- **OBIETTIVO DEL COMPITO**: Puoi riscrivere in forma di elenco il paragrafo del testo di partenza che inizia con «Le varie forme della Messa», mantenendone i fatti principali?

- **TESTO DI PARTENZA**:
* * * * *

Le presenti considerazioni conclusive si situano a livello del Vetus Ordo così come è, a prescindere da che cosa farà Papa Leone XIV e che cosa provocheranno le “scoperte” di Diane Montagna.
Le varie forme della Messa. Stando al Messale 1962, il Vetus Ordo distingue la Messa letta dalla Messa in canto; quest’ultima può essere semplicemente “cantata” (con il solo sacerdote), “solenne” (con l’assistenza di vari ministri), “pontificale” (con un vescovo celebrante) (Rubricae Generales III, 271). Anche il Novus Ordo in OGMR 112ss. enumera diverse forme di Messa con la novità della concelebrazione, assente nel Vetus Ordo, mentre sarebbe opportuna in occasione di raduni numerosi. Non sarà semplice costruire tale rito, comunque il problema c’è.

* * * * *

- **VOCI ESTRATTE**:

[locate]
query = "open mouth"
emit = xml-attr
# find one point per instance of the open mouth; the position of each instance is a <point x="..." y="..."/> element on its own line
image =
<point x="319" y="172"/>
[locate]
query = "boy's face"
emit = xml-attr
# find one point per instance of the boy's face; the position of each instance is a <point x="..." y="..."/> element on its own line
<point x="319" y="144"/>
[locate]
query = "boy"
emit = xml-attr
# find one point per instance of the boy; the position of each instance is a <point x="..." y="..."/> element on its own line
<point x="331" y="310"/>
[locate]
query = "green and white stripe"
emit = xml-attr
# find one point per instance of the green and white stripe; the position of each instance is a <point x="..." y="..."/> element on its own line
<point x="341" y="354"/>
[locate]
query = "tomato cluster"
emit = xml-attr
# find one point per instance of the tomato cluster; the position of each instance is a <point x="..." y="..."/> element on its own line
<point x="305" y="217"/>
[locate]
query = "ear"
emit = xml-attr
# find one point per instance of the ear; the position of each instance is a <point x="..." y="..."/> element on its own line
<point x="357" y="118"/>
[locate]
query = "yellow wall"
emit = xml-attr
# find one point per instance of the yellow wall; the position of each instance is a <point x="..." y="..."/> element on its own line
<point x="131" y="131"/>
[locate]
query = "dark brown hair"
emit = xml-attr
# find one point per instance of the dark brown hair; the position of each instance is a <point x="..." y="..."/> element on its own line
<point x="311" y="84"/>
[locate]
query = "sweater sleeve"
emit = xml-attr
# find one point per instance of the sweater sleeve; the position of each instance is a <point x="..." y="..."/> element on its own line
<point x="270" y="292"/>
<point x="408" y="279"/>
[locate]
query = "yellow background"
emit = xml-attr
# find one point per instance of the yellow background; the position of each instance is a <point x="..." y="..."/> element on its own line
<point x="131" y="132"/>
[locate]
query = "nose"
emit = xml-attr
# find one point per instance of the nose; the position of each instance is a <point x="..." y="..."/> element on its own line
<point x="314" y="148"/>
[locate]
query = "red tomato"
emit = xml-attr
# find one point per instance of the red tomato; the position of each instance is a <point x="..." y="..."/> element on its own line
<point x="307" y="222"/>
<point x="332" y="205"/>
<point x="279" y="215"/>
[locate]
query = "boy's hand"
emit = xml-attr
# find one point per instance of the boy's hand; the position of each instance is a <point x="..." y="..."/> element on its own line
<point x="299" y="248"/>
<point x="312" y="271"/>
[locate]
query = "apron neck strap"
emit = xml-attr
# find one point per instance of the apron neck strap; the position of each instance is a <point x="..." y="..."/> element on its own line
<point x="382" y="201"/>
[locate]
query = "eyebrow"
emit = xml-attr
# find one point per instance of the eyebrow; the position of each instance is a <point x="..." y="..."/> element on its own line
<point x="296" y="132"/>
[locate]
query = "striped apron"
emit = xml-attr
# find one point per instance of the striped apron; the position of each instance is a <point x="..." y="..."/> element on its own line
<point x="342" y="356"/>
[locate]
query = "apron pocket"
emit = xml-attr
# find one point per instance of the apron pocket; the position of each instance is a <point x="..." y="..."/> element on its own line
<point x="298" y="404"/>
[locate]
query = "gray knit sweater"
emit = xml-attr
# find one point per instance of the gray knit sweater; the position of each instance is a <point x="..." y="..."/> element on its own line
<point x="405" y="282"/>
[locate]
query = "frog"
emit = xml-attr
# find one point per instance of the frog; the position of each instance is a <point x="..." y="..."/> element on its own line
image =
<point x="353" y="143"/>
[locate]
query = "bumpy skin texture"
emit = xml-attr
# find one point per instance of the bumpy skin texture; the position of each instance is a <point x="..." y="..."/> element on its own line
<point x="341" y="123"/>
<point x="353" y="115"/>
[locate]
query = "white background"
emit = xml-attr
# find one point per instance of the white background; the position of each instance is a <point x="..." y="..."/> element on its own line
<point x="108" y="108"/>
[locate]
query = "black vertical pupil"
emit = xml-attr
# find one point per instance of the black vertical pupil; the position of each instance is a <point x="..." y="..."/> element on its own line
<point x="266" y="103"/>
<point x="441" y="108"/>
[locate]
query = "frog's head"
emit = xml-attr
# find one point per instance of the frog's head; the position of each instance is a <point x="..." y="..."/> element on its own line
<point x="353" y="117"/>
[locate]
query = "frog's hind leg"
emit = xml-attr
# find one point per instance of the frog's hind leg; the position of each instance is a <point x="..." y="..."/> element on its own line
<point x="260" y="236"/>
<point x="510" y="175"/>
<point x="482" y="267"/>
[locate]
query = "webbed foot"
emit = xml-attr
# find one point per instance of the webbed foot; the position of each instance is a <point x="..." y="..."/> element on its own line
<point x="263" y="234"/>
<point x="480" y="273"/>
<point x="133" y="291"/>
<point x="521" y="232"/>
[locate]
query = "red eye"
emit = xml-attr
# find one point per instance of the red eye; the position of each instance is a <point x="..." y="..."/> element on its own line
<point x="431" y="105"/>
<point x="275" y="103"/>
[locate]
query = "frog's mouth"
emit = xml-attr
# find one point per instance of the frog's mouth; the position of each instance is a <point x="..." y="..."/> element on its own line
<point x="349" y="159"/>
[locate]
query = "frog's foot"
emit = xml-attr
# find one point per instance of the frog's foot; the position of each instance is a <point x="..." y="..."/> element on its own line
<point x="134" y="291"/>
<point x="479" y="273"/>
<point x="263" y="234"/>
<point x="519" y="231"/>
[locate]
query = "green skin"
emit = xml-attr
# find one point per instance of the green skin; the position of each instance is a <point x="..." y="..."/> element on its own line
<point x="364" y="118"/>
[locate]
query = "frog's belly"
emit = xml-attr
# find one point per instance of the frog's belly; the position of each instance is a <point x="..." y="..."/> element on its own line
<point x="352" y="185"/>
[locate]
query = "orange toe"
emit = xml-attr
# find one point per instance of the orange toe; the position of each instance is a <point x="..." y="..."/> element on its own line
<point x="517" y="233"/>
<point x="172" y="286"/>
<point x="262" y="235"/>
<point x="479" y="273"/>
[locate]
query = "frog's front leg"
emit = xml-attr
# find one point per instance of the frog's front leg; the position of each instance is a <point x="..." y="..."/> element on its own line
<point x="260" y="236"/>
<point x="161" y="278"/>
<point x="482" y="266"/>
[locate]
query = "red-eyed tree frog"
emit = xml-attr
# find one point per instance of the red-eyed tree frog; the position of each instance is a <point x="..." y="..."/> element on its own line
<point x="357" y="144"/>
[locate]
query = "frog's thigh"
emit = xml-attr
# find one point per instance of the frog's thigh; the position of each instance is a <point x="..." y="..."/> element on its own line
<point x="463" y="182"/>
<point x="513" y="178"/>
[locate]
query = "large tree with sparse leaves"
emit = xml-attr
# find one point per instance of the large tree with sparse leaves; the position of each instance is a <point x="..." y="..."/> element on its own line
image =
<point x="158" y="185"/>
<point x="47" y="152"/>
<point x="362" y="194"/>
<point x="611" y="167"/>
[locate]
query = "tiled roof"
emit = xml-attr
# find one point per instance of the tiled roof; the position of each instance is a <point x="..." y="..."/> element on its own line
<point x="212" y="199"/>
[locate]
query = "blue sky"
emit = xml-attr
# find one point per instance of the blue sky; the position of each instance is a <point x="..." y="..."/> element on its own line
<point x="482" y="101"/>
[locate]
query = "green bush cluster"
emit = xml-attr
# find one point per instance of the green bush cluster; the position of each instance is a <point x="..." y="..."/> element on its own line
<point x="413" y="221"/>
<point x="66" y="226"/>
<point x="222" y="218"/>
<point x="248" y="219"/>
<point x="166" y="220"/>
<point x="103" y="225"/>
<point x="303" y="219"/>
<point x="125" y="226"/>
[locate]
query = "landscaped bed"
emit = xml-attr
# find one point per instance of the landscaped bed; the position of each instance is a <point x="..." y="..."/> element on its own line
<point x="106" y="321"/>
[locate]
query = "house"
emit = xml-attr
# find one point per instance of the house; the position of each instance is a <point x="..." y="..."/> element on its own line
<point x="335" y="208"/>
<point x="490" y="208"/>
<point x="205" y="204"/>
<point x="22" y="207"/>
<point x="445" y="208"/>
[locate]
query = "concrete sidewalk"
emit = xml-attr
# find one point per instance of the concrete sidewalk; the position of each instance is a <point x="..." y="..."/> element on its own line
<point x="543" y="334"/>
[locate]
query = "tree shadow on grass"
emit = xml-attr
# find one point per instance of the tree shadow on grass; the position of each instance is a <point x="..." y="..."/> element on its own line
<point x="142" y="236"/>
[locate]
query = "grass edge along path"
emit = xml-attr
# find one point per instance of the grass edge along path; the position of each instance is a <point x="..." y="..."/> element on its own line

* * * * *

- **RISPOSTA FINALE**:
- Secondo il Messale 1962, il Vetus Ordo distingue la Messa letta dalla Messa in canto.
- La Messa in canto può essere:
  - «cantata», con il solo sacerdote;
  - «solenne», con l'assistenza di vari ministri;
  - «pontificale», con un vescovo celebrante (Rubricae Generales III, 271).
- Anche il Novus Ordo (OGMR 112ss.) elenca diverse forme di Messa, con la novità della concelebrazione.
- La concelebrazione manca nel Vetus Ordo, ma sarebbe opportuna in occasione di raduni numerosi.
- Costruire tale rito non sarà semplice, ma il problema esiste.